_ACTIVITY LIST_:
A) Translate this sentence from the travel account about Kos into Spanish: "After a couple of pleasant nights in Marmaris, I crossed water again, to Greece."
B) Extend the travel account about Kos, picking up after its final sentence.

_PASSAGE PROVIDED_:
⁂

I visited Kos from Bodrum, Turkiye, for just a day, a few months before the Covid damndemic, in 2019. I had a memory of a restaurant in a square and an elderly couple sitting under a tree chatting. And another memory of a nice bar and a tasty local beer. I wanted to go back to the ease and friendliness of Kos.

This time, I flew to Dalaman, in the south of Turkiye, spent a couple of nights in Marmaris on the coast then took a ferry to Rhodes. The chap beside me on the flight was British, ex-military, by his own telling, returning from laying his mother to rest back in old Blighty, and ran a health centre with his wife on a mountain top not far from Marmaris. We batted the bullshit with one another, passing the time until the plane came in over the shimmering stones of southern Turkiye. After a couple of pleasant nights in Marmaris, I crossed water again, to Greece.

⁂

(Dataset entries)
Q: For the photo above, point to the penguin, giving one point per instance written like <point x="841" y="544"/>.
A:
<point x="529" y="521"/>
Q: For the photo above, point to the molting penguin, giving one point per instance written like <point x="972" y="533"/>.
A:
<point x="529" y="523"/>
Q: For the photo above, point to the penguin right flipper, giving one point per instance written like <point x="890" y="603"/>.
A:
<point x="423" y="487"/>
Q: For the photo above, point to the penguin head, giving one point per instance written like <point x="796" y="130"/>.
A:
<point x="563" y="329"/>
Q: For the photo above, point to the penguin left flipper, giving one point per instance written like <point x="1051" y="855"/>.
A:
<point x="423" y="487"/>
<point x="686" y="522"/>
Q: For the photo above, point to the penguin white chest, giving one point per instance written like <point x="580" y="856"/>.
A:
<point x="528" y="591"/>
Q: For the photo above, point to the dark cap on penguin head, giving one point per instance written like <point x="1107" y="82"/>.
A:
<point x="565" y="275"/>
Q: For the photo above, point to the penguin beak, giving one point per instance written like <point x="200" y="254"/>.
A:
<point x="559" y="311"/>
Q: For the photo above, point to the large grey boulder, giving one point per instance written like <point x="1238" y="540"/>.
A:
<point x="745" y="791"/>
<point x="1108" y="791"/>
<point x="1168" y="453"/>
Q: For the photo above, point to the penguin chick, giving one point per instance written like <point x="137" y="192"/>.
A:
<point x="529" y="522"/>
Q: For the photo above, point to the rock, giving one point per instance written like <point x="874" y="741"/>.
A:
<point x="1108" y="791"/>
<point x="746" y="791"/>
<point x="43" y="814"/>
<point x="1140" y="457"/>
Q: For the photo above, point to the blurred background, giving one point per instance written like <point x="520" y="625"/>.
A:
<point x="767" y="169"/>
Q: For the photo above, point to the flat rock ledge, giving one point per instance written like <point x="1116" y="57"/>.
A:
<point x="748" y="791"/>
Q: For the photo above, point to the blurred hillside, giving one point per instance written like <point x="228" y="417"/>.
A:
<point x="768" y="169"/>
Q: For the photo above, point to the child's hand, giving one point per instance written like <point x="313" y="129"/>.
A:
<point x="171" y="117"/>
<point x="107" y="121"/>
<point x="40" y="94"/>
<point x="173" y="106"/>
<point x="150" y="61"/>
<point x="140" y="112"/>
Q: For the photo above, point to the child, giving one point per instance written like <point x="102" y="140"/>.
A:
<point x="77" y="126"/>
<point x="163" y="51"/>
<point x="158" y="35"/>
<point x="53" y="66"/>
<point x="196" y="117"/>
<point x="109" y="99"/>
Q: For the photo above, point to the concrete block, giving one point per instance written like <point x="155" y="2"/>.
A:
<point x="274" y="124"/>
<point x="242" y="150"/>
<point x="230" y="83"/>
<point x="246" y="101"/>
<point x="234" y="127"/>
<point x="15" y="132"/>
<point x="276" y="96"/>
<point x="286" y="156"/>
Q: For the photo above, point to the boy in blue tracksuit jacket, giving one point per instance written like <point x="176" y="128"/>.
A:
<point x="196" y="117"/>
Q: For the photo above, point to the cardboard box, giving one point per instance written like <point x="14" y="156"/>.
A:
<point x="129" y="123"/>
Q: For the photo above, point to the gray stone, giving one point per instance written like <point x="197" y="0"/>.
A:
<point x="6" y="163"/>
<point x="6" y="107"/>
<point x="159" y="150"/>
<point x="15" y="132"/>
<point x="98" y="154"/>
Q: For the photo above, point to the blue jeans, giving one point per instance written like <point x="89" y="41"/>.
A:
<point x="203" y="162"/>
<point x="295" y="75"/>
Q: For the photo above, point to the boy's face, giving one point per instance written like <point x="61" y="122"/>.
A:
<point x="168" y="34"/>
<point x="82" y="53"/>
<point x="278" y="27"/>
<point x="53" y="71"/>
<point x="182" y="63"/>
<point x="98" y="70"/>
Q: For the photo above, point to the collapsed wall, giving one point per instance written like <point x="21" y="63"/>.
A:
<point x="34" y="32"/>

⁂

_ANSWERS FOR THE EXERCISE_:
A) Después de un par de noches agradables en Marmaris, volví a cruzar el agua, rumbo a Grecia.

B)
Old Rhodes town was what I imagined it would be – castellated walls, medieval buildings and an ancient harbour. There were a lot of Scandinavians in the bars who didn’t hoosh you from the restaurants as soon as you had downed the last morsel of food. I liked that. Liked lingering, earwigging, chilling.

I also liked the view, from near the remains of the Rhodes acropolis, which was pure Aegean.

I took the ferry to Kos, a few days later, a two-and-a-half-hour journey. The ferry pulled into Symi harbour but not right up to the quay. It was Monday of last week, the third of June. I wasn’t to know, at that point, that a much liked and respected BBC doctor and health broadcaster, Michael Mosely, was on that beautiful island, living his last hours before expiring, tragically, in the crucifying heat of the Aegean afternoon. I had often watched him on tv and on youtube and loved his smiley, smart, engaging way of getting his message across. His sad story would fill the airwaves during my stay in Kos.

On Kos, I dragged myself up through the hot streets to my sweet little hotel with its even sweeter little swimming pool. The manageress was chatty and full of info. I revisited the remains of the ancient Agora, the Hellenic/Roman ruins and then the Casa Romana, a reconstructed Roman period house nearby. I told myself firmly: you are too old for walking around in the afternoon heat. (I was probably too old for the morning heat too, but at least there was shade).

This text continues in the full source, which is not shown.